Determine how many lines in the records hold "below", then give that number by itself.

Data items
++++++++++

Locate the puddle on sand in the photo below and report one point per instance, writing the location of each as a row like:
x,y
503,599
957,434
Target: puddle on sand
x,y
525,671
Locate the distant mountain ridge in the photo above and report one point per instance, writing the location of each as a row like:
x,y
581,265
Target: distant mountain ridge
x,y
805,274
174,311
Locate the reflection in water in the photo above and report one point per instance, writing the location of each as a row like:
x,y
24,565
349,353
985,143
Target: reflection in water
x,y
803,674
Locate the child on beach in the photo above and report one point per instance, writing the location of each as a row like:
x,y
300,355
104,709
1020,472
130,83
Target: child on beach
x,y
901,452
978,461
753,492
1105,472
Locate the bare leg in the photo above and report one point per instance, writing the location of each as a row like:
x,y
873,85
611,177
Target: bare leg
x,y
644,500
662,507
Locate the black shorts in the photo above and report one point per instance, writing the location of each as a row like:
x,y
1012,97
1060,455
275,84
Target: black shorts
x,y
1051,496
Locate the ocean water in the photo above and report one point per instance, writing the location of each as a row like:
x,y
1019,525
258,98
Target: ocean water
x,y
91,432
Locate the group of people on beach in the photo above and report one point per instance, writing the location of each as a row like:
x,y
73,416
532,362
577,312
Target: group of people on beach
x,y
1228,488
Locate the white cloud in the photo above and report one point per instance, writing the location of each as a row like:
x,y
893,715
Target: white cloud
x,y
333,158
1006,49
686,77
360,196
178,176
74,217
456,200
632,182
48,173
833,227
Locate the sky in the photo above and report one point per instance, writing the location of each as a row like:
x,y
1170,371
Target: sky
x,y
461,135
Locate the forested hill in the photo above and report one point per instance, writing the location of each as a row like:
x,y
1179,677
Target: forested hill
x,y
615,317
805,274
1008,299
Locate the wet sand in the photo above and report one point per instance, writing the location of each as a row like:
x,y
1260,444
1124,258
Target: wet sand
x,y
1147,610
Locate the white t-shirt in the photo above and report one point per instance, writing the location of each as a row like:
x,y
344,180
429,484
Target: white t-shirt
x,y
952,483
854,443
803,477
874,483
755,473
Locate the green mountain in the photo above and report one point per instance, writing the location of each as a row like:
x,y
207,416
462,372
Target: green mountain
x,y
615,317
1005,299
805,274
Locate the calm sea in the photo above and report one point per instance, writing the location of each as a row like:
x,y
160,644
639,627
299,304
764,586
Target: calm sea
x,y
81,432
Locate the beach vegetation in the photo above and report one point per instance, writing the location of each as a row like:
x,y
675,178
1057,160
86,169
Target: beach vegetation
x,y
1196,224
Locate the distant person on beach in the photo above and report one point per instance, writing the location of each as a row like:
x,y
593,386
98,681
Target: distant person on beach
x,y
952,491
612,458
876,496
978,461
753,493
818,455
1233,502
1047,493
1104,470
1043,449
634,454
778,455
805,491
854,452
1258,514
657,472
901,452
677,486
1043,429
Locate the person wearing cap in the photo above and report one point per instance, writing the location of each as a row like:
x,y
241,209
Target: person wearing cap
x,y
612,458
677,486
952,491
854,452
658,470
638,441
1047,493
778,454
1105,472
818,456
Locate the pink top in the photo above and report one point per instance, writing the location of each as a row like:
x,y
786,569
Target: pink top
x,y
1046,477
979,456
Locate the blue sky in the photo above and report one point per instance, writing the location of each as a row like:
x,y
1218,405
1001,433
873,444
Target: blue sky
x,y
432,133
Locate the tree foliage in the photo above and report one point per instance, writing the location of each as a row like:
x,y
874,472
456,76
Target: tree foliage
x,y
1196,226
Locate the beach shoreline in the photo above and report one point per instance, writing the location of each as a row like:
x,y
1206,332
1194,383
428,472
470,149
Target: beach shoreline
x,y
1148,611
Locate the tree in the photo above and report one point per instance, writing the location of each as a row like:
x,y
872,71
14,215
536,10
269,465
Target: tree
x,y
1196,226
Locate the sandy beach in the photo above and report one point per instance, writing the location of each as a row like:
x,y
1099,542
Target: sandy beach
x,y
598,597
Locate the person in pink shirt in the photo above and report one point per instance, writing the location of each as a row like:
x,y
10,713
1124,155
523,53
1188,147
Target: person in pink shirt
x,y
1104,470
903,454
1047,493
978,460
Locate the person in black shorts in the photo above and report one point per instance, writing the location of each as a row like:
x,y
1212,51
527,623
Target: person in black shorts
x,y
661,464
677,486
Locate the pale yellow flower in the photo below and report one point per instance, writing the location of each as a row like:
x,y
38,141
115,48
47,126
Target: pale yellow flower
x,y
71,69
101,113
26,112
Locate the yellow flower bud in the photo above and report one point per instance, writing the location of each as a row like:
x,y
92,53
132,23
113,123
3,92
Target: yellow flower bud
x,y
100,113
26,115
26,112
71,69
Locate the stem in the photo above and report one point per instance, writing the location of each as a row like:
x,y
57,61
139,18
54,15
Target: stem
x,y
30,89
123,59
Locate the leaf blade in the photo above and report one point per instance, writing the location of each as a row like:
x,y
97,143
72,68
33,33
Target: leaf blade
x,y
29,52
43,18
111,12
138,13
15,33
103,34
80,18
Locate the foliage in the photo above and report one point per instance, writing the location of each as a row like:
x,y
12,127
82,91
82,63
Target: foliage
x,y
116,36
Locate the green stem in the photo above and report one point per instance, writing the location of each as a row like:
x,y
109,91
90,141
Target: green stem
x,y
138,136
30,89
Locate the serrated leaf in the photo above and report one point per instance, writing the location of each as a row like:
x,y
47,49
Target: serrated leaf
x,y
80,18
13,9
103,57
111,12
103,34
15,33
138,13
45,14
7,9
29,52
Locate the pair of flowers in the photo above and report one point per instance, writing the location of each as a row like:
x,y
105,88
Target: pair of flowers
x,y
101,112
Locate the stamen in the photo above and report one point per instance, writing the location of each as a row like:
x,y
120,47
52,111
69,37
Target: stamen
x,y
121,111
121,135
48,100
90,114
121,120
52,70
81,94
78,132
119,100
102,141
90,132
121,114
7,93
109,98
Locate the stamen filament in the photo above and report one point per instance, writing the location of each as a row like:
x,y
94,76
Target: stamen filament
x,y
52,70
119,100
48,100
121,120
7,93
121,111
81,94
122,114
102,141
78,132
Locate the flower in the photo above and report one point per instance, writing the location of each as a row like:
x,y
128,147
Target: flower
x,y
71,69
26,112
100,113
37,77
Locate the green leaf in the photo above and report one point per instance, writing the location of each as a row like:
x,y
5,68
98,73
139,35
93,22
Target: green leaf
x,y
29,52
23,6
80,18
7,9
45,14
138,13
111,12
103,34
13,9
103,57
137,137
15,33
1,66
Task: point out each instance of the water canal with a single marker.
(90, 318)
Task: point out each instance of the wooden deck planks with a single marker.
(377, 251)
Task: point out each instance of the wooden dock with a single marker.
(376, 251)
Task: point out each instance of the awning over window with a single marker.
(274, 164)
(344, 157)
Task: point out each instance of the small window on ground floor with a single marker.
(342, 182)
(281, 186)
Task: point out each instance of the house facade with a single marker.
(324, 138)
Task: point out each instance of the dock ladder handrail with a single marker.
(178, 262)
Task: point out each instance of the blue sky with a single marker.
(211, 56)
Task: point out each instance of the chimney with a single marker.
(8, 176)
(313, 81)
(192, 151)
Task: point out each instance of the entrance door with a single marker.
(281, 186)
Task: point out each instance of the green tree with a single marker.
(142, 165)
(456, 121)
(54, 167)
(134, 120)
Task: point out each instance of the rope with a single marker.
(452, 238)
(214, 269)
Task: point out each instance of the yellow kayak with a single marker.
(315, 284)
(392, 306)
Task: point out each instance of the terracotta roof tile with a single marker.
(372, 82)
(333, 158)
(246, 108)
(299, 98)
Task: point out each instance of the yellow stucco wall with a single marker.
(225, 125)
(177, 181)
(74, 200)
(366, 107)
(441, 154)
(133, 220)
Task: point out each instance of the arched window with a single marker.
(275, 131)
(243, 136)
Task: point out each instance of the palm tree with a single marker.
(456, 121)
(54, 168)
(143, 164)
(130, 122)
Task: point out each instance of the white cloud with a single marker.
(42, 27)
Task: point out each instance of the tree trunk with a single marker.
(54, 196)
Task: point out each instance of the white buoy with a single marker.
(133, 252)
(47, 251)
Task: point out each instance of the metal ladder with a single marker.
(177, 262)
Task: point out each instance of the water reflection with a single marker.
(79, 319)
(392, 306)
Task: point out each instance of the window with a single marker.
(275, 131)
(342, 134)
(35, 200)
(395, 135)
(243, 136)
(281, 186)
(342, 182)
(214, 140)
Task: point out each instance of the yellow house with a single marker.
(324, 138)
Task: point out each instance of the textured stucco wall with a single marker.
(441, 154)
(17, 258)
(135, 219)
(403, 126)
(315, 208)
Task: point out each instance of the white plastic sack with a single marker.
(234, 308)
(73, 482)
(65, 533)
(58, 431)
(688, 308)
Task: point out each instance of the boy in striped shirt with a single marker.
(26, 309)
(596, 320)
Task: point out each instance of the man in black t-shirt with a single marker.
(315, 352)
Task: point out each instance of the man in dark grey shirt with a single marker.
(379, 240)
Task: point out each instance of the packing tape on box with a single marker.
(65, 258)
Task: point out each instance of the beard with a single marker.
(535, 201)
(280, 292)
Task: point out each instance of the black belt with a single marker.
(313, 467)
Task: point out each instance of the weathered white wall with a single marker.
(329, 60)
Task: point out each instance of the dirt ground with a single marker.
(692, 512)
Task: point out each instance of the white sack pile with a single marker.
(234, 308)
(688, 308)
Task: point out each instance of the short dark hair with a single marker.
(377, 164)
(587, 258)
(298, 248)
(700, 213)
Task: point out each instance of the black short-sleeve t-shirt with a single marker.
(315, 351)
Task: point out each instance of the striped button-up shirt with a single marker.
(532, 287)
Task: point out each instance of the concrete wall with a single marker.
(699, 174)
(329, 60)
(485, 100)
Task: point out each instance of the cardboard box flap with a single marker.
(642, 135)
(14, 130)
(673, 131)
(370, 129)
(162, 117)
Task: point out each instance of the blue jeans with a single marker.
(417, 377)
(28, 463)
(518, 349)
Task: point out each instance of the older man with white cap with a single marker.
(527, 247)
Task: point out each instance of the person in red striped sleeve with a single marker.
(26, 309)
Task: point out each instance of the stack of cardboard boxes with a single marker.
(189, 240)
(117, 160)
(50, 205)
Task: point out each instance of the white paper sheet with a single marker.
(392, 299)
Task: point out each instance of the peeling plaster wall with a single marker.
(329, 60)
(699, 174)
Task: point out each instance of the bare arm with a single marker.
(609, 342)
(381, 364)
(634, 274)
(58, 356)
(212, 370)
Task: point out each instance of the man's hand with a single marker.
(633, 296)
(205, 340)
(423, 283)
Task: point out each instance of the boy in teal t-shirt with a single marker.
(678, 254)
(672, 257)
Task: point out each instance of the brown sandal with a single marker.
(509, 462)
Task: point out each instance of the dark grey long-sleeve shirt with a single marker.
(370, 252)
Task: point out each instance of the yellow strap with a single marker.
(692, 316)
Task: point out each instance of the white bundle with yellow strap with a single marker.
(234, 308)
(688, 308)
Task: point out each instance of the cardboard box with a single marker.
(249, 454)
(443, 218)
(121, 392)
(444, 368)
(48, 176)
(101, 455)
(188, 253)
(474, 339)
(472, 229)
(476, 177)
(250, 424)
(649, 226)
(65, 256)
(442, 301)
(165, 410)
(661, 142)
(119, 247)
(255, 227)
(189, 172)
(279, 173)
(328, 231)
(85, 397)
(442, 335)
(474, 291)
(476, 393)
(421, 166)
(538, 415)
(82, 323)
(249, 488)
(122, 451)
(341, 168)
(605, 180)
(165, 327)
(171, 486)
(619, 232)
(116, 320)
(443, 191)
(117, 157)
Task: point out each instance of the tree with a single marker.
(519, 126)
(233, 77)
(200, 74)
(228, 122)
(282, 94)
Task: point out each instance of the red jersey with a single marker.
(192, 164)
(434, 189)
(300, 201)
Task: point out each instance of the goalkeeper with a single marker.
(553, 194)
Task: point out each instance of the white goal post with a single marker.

++++++++++

**Result of this exercise:**
2